-- START OF GIVEN ENTRIES --

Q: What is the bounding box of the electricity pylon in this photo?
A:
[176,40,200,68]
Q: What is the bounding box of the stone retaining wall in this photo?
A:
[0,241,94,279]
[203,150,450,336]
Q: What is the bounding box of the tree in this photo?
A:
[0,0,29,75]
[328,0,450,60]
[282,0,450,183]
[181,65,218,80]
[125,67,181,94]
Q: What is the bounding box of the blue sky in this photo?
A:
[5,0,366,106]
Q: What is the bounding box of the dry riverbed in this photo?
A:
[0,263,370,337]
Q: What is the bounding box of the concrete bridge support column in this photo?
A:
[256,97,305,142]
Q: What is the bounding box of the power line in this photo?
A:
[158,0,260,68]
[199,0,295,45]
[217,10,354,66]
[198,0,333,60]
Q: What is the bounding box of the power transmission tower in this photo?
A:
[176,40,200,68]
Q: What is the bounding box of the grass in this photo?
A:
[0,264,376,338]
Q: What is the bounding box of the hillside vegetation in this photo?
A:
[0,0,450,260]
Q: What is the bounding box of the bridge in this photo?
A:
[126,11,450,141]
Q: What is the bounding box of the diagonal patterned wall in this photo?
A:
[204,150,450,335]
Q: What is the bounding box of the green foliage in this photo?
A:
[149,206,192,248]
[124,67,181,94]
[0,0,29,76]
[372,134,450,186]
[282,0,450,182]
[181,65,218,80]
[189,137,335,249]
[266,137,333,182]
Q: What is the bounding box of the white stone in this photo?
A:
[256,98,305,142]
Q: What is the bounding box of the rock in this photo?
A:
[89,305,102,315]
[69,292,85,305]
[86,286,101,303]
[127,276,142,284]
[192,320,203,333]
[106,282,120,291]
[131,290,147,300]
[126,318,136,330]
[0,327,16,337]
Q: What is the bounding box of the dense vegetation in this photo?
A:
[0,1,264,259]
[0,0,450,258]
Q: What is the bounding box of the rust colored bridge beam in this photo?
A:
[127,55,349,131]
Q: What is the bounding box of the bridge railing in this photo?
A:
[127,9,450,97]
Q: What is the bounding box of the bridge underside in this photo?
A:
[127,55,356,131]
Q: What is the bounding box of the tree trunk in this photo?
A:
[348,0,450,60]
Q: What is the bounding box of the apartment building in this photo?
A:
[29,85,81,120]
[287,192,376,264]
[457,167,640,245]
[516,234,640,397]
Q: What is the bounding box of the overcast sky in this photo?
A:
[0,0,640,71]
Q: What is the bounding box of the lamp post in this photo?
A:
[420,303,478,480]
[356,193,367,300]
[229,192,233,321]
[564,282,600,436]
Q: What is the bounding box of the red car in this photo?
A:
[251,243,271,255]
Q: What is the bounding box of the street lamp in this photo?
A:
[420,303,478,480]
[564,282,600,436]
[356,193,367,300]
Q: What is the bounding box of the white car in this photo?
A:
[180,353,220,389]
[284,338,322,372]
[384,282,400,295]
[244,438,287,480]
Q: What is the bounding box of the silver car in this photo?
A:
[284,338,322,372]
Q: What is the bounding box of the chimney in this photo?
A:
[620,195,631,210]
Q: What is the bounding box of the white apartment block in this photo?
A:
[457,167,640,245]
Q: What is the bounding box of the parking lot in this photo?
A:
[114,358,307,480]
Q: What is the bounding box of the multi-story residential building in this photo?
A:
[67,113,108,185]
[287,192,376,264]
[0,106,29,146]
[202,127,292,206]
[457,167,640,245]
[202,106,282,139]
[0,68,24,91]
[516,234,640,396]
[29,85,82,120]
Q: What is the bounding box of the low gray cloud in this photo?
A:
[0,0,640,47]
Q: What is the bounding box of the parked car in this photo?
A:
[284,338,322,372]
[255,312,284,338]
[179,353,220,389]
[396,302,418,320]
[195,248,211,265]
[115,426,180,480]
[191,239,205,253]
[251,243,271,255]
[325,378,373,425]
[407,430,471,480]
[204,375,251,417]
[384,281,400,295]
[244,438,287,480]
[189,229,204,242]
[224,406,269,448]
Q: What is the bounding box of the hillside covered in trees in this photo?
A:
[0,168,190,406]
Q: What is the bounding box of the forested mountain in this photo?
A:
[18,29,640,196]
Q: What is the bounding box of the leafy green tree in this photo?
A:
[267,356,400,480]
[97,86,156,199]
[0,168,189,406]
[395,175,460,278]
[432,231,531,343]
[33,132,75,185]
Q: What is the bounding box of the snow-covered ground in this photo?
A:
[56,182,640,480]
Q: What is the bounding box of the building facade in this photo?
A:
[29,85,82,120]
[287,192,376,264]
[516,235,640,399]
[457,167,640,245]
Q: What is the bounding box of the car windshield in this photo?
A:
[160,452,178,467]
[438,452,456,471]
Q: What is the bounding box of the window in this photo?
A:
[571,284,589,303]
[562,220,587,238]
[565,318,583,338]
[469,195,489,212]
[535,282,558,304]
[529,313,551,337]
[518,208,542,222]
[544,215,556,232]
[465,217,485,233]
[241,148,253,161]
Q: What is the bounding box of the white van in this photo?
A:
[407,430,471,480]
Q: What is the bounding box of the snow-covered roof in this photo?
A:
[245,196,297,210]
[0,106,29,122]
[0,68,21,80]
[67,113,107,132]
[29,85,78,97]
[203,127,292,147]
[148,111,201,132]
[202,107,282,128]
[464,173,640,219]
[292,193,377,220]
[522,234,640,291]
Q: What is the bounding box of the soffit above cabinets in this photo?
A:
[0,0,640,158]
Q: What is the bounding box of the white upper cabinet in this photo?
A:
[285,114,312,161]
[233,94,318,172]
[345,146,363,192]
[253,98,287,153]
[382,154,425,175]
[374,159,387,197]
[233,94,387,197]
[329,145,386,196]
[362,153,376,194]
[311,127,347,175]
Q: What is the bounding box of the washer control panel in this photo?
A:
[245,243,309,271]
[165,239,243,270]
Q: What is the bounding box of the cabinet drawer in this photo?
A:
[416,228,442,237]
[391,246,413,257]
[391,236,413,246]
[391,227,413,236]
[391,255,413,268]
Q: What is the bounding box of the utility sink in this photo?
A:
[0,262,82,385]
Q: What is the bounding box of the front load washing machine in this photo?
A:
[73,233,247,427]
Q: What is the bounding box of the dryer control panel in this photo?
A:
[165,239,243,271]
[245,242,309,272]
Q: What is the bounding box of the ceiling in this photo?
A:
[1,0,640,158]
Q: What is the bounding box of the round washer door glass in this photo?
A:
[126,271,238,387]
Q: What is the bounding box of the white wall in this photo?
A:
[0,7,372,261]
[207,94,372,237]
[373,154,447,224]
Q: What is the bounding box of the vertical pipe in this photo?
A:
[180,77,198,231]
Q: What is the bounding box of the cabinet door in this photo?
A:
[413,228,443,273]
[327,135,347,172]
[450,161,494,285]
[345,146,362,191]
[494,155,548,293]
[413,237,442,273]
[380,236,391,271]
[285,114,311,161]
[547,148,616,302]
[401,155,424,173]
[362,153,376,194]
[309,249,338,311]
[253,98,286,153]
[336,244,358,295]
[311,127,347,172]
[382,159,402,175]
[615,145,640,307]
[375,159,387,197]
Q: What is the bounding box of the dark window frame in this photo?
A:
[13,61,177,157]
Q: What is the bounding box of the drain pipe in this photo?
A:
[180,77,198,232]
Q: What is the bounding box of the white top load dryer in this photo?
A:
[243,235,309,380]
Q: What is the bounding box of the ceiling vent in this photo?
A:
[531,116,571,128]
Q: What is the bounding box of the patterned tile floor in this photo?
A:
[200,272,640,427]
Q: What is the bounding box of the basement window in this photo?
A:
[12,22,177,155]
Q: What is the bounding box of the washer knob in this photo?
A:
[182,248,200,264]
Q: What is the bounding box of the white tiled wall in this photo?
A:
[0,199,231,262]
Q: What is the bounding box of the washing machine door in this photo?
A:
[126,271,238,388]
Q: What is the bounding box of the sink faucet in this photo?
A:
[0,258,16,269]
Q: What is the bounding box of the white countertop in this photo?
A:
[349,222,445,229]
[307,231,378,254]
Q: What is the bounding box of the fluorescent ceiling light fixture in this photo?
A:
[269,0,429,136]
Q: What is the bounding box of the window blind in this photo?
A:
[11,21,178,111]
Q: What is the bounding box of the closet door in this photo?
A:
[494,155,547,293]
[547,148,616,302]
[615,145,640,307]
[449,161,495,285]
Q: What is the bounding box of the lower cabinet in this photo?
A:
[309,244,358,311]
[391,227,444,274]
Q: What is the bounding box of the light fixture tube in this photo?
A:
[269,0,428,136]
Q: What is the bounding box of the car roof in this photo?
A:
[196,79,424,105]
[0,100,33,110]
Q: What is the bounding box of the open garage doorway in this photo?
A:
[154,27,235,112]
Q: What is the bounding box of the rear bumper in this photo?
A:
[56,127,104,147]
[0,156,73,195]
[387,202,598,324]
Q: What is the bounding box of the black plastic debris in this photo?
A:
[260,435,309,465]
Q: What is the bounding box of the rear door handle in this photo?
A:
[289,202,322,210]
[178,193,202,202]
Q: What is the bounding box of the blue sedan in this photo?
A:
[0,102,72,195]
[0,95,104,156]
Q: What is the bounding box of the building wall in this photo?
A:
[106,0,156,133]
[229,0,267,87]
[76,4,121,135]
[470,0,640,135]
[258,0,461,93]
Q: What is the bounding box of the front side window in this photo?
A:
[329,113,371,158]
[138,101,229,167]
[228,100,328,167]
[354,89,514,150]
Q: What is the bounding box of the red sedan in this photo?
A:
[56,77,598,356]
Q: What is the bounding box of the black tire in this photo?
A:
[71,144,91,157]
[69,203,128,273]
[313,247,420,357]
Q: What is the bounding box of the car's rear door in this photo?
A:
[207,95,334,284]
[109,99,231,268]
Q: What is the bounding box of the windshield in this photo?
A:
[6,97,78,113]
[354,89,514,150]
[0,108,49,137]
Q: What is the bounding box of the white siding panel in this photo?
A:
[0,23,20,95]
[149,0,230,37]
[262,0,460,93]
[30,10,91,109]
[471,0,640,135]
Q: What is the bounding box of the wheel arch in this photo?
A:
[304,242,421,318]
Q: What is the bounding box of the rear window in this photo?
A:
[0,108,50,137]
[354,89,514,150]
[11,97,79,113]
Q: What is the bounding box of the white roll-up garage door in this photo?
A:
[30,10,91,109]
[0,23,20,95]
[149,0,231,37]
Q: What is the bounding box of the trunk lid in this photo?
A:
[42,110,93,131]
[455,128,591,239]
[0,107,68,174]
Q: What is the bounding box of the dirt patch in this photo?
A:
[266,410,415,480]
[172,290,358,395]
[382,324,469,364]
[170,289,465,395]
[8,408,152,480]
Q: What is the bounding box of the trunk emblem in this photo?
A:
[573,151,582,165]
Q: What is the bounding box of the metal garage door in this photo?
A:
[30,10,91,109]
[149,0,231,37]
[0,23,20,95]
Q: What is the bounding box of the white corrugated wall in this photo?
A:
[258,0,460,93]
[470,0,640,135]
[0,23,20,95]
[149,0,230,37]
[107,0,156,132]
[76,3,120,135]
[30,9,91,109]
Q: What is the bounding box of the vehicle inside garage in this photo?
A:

-- END OF GIVEN ENTRIES --

(TASK TO COMPLETE): Could you rewrite the stretch of the data from the line containing "Q: What is the bounding box of the closet" through the line containing "[0,100,33,110]", replacing "lower cabinet" with "base cabinet" and leaving everything else unchanged? Return only those lines.

(FULL ANSWER):
Q: What is the bounding box of the closet door in this photo?
A:
[494,155,547,293]
[547,148,616,302]
[615,145,640,307]
[449,161,495,285]
Q: What is the bounding box of the base cabinet in this photo?
A:
[309,244,358,311]
[391,227,444,274]
Q: What is the bounding box of the light fixture tube in this photo?
A:
[269,0,428,136]
Q: What is the bounding box of the car roof in this photo?
A:
[196,79,424,105]
[0,100,33,110]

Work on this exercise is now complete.